■ WHAT TO DO
Rewrite the article on public file violations, everything from "Public File Violations" down to "resulting unauthorized operation.", and substitute "Settlement Agreements" for "Consent Decrees" wherever it appears.

■ PAGE TEXT
———
Public File Violations Lead to Consent Decrees with Multiple California Licensees

In a flurry of Consent Decrees, the FCC resolved investigations into Public Inspection File violations by three California television licensees.  Two of the Consent Decrees impose $32,500 civil penalties for willfully and repeatedly violating the FCC’s rules by failing to timely upload to the Public Inspection File required Quarterly Issues/Programs Lists and children’s commercial limits certifications.  The third licensee agreed to pay a $42,500 civil penalty for the same violations, as well as for the late filing of a license to cover application and the resulting unauthorized operation.

In each instance, while processing license renewal applications, the FCC’s Media Bureau noted that the applicant had been unable to certify that all required documentation had been uploaded to the station’s Public Inspection File when required during the license term.  Each station disclosed that it had been late in uploading Quarterly Issues/Programs Lists and children’s commercial limits certifications to its Public Inspection File, asserting “administrative oversight and/or employee turnover.”

Section 73.3526(e)(11)(i) of the FCC’s Rules requires that every full power commercial television station place in its Public Inspection File “a list of programs that have provided the station’s most significant treatment of community issues during the preceding three month period.”  Section 73.3526(e)(11)(ii) of the FCC’s Rules requires that every full power commercial television station place in its Public Inspection File “records sufficient to permit substantiation of the station’s certification, in its license renewal application, of compliance with the commercial limits on children’s programming….”
———
■ EXTRACTED INFORMATION
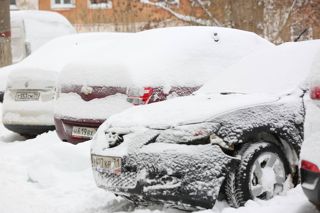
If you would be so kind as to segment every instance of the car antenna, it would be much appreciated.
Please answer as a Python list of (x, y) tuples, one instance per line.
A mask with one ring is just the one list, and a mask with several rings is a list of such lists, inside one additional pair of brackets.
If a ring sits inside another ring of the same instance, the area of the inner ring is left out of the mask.
[(308, 30), (308, 29), (306, 29), (305, 30), (303, 30), (303, 32), (302, 32), (302, 33), (300, 34), (300, 36), (297, 37), (297, 38), (296, 38), (296, 39), (294, 39), (294, 42), (297, 42), (298, 41), (298, 39), (300, 38), (300, 37), (301, 37), (301, 36), (303, 35), (303, 34), (305, 33), (306, 31)]

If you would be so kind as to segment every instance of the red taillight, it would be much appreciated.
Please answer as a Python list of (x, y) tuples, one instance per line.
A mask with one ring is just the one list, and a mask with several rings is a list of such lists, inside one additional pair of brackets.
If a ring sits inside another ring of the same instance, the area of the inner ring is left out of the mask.
[(310, 98), (313, 99), (320, 99), (320, 87), (313, 87), (310, 91)]
[(136, 106), (144, 105), (147, 103), (152, 92), (151, 87), (130, 88), (128, 91), (127, 101)]
[(301, 169), (315, 172), (320, 173), (320, 171), (319, 171), (319, 169), (318, 168), (317, 166), (312, 163), (303, 160), (301, 161)]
———
■ RESPONSE
Public File Violations Lead to Settlement Agreements with Multiple California Licensees

In a flurry of Settlement Agreements, the FCC resolved investigations into Public Inspection File violations by three California television licensees.  Two of the Settlement Agreements impose $32,500 civil penalties for willfully and repeatedly violating the FCC’s rules by failing to timely upload to the Public Inspection File required Quarterly Issues/Programs Lists and children’s commercial limits certifications.  The third licensee agreed to pay a $42,500 civil penalty for the same violations, as well as for the late filing of a license to cover application and the resulting unauthorized operation.